Items listed in a dataset
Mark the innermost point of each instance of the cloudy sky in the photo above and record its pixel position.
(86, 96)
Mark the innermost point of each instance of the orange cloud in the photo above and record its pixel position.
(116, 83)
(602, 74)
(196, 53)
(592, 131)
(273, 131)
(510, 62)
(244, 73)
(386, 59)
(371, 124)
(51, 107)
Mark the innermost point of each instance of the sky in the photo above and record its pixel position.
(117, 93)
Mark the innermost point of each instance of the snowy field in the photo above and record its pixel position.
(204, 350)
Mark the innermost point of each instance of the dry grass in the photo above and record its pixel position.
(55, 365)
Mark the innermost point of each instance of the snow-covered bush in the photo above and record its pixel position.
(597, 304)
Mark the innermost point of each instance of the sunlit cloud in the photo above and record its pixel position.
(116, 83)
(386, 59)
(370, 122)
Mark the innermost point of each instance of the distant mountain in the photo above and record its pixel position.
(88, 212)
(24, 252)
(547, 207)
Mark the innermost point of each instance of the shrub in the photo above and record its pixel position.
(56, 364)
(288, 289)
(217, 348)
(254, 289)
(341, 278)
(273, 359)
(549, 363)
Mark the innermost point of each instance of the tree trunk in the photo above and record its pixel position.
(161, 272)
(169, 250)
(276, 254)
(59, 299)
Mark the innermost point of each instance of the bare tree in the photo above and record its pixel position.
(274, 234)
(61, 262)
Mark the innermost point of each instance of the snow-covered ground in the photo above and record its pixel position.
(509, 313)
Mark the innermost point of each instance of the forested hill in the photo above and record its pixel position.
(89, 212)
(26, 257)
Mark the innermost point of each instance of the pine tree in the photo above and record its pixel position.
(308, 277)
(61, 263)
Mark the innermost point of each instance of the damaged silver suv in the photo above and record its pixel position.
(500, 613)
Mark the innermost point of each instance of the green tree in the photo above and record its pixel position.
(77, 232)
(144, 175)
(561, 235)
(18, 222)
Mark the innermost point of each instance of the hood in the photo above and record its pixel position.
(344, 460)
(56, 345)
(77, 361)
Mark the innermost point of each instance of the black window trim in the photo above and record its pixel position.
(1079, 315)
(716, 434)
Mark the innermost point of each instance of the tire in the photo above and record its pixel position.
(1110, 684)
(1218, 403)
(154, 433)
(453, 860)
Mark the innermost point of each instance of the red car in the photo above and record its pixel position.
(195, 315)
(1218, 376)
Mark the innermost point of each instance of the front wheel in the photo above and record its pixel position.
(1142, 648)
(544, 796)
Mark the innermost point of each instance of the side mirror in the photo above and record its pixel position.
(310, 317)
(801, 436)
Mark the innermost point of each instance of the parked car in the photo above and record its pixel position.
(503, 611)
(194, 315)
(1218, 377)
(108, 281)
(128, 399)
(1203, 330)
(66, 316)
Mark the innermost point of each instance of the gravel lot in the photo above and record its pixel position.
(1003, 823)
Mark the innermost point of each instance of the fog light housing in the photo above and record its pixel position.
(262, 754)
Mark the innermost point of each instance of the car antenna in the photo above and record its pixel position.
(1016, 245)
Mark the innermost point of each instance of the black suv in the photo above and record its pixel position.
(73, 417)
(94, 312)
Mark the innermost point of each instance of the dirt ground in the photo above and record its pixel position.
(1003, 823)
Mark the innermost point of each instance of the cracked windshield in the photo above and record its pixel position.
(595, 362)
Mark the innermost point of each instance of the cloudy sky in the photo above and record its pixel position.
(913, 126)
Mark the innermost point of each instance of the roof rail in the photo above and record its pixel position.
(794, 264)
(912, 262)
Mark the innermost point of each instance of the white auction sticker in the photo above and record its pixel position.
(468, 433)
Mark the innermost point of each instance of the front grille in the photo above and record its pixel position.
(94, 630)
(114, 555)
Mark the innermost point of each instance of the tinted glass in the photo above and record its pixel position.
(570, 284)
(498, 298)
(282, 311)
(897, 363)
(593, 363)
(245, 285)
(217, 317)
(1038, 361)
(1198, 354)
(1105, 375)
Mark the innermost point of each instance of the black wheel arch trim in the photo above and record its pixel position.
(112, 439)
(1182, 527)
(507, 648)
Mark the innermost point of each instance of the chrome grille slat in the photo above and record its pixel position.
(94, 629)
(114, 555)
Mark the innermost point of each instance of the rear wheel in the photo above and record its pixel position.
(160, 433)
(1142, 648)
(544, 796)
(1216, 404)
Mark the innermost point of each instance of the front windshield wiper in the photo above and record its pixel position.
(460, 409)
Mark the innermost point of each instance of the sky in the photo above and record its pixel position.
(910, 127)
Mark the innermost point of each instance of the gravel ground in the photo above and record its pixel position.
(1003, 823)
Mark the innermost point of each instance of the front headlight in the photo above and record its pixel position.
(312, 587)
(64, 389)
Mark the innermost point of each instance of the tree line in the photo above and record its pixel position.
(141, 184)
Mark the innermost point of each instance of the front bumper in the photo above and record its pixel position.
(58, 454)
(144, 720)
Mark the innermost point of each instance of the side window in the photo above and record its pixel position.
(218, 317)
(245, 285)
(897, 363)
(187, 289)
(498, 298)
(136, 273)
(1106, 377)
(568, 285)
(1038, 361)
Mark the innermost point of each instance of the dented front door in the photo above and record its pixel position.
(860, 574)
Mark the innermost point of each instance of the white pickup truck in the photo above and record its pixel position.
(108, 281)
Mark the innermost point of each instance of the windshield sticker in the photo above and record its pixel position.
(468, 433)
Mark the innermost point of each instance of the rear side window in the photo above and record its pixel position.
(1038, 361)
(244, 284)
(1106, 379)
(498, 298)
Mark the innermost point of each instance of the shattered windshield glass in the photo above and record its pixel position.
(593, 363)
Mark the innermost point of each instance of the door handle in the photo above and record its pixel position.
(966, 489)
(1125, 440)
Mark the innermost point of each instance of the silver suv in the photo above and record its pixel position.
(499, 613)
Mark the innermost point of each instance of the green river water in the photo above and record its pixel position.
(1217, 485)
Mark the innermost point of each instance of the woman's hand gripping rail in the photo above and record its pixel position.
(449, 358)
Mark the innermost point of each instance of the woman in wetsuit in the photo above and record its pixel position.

Short task:
Could you lay out all of the records above as a JSON list of strings, one string per line, skipping any blank lines?

Response below:
[
  "Mark the innermost point of each instance of the cloudy sky in the photo above and record its pixel position.",
  "(86, 96)",
  "Mark the innermost point of each instance of the orange cloud in the photo above and record its pixel position.",
  "(116, 83)",
  "(602, 74)",
  "(196, 53)",
  "(592, 131)",
  "(273, 131)",
  "(510, 62)",
  "(244, 73)",
  "(386, 59)",
  "(371, 124)",
  "(51, 107)",
  "Mark the innermost point of each instance of the sky in the photo above and record its pixel position.",
  "(117, 93)",
  "Mark the innermost point of each instance of the snowy field in the photo above and record its pixel position.",
  "(204, 350)",
  "Mark the innermost point of each instance of the dry grass in the photo above and record its pixel position.",
  "(55, 365)",
  "Mark the innermost point of each instance of the snow-covered bush in the photo above and record its pixel position.",
  "(597, 304)",
  "Mark the innermost point of each instance of the sunlit cloud in the photo above and record its pixel position.",
  "(116, 83)",
  "(386, 59)",
  "(370, 122)",
  "Mark the innermost point of each instance of the distant mountain in the photo above and record its pixel position.",
  "(88, 212)",
  "(24, 252)",
  "(547, 207)",
  "Mark the innermost point of each instance of the shrub in the photo above and record its pixel position.",
  "(56, 364)",
  "(288, 289)",
  "(217, 348)",
  "(254, 289)",
  "(341, 278)",
  "(273, 359)",
  "(549, 363)",
  "Mark the innermost point of each instance of the tree trunk in the photo above and record its pixel position.",
  "(161, 272)",
  "(169, 250)",
  "(276, 254)",
  "(59, 299)",
  "Mark the innermost point of each instance of the bare tree in the photo above and record its pixel position.",
  "(274, 234)",
  "(61, 262)",
  "Mark the innermost point of each instance of the snow-covered ground in the photo above and record its pixel position.",
  "(509, 313)",
  "Mark the innermost point of each instance of the forested hill in the photo above and record its pixel position.",
  "(89, 212)",
  "(26, 257)",
  "Mark the innermost point of each instance of the pine tree in the photo above and record its pixel position.",
  "(308, 277)",
  "(61, 263)",
  "Mark the innermost point of each instance of the damaged silver suv in the photo above and record its pixel position.",
  "(500, 613)",
  "Mark the innermost point of each instance of the green tree in the photo above and record its pixel position.",
  "(77, 232)",
  "(144, 175)",
  "(561, 235)",
  "(18, 222)",
  "Mark the innermost point of each instance of the hood in the photo above and record its pixel position.",
  "(344, 460)",
  "(56, 345)",
  "(77, 361)",
  "Mark the innermost point of each instance of the black window trim in the photo above and record its pixel position.",
  "(1079, 315)",
  "(716, 434)",
  "Mark the innermost point of each instance of the tire in the photo above and record its pixel position.",
  "(1110, 684)",
  "(1218, 403)",
  "(154, 433)",
  "(453, 860)",
  "Mark the innermost point of each instance of the red car in the photo above and record its pixel position.",
  "(195, 315)",
  "(1218, 376)",
  "Mark the innermost point of each instance of the front wheel in the photo above and record its pixel position.",
  "(1142, 648)",
  "(544, 796)",
  "Mark the innermost point of each instance of the side mirror in the photo above and record its pixel position.",
  "(310, 317)",
  "(801, 436)",
  "Mark the innermost point of each instance of the parked car in the photo above and record its pixel position.",
  "(503, 611)",
  "(194, 315)",
  "(1218, 377)",
  "(108, 281)",
  "(128, 399)",
  "(1203, 330)",
  "(66, 316)",
  "Mark the innermost point of each instance of the gravel lot in the photo above and record its pixel position.",
  "(1003, 823)",
  "Mark the innermost point of each instance of the fog light housing in the photo above and record its pixel position.",
  "(262, 754)",
  "Mark the innermost point of each instance of the car antenna in the photo above and record its pixel position.",
  "(1016, 245)",
  "Mark the innermost point of each instance of the black suv in the photo above and record its pixel position.",
  "(73, 417)",
  "(94, 312)",
  "Mark the innermost point of each instance of the dirt ground in the photo above and record its pixel position.",
  "(1003, 823)",
  "Mark the innermost point of each instance of the cracked windshield in the photo above and record its pixel position.",
  "(595, 362)",
  "Mark the innermost point of each instance of the cloudy sky in the photo above and record its pixel position.",
  "(913, 126)",
  "Mark the innermost point of each instance of the roof rail in the photo above and record its pixel position.",
  "(794, 264)",
  "(912, 262)",
  "Mark the innermost point of each instance of the white auction sticker in the photo above and record its pixel position.",
  "(468, 433)",
  "Mark the innermost point of each instance of the front grille in the photo above and record its pixel position.",
  "(94, 630)",
  "(114, 555)",
  "Mark the innermost point of each instance of the tinted glass in the photo above and record its pixel position.",
  "(570, 284)",
  "(498, 298)",
  "(282, 311)",
  "(897, 363)",
  "(593, 363)",
  "(245, 285)",
  "(217, 317)",
  "(1038, 361)",
  "(1198, 354)",
  "(1105, 375)",
  "Mark the innermost point of each instance of the black wheel arch trim in the photo above and record its pixel position.",
  "(112, 439)",
  "(1182, 527)",
  "(507, 648)",
  "Mark the innermost point of each instance of the chrome grille slat in the photo above and record its pixel position.",
  "(94, 629)",
  "(114, 555)",
  "Mark the innermost point of each instance of the rear wheel in the photo above and record its pixel position.",
  "(160, 433)",
  "(1142, 648)",
  "(544, 796)",
  "(1216, 404)",
  "Mark the innermost point of each instance of the front windshield wiper in the photo above and record its pixel position.",
  "(460, 409)",
  "Mark the innermost point of each instance of the sky in the photo above and record its pixel position.",
  "(910, 127)",
  "Mark the innermost point of each instance of the gravel ground in the photo above and record its pixel position.",
  "(1003, 823)",
  "Mark the innermost point of each instance of the front headlight in the photo above and record its pixel position.",
  "(312, 587)",
  "(64, 389)",
  "Mark the innermost point of each instance of the tree line in the photo above and record its pixel position.",
  "(141, 184)",
  "Mark the innermost point of each instance of the front bumper in the photo above and record its pixel position.",
  "(58, 454)",
  "(144, 720)",
  "Mark the innermost point of each instance of the side window in the photo above and record its pixel position.",
  "(218, 317)",
  "(245, 285)",
  "(897, 363)",
  "(187, 289)",
  "(498, 298)",
  "(136, 273)",
  "(1106, 377)",
  "(568, 285)",
  "(1038, 361)",
  "Mark the innermost point of each instance of the dented front door in the photo above and record its pixel position.",
  "(860, 574)",
  "Mark the innermost point of each instance of the white pickup truck in the photo above and record its pixel position.",
  "(108, 281)",
  "Mark the innermost point of each instance of the windshield sticker in the photo above and record its pixel position.",
  "(468, 433)",
  "Mark the innermost point of each instance of the rear side window in the photo above and record its pixel position.",
  "(1038, 361)",
  "(244, 284)",
  "(1106, 379)",
  "(498, 298)",
  "Mark the innermost point of each instance of the shattered windshield glass in the photo above and record its pixel position.",
  "(593, 363)",
  "Mark the innermost point of each instance of the door handle in the photo above and record its pixel position.",
  "(966, 489)",
  "(1125, 440)",
  "Mark the innermost point of each instance of the silver suv in the photo above and record its pixel position.",
  "(499, 613)",
  "Mark the innermost point of each instance of the green river water in the photo above and record its pixel position.",
  "(1217, 485)",
  "Mark the innermost point of each instance of the woman's hand gripping rail in the photo above and record its pixel position.",
  "(449, 358)",
  "Mark the innermost point of each instance of the woman in wetsuit in the photo above and record its pixel position."
]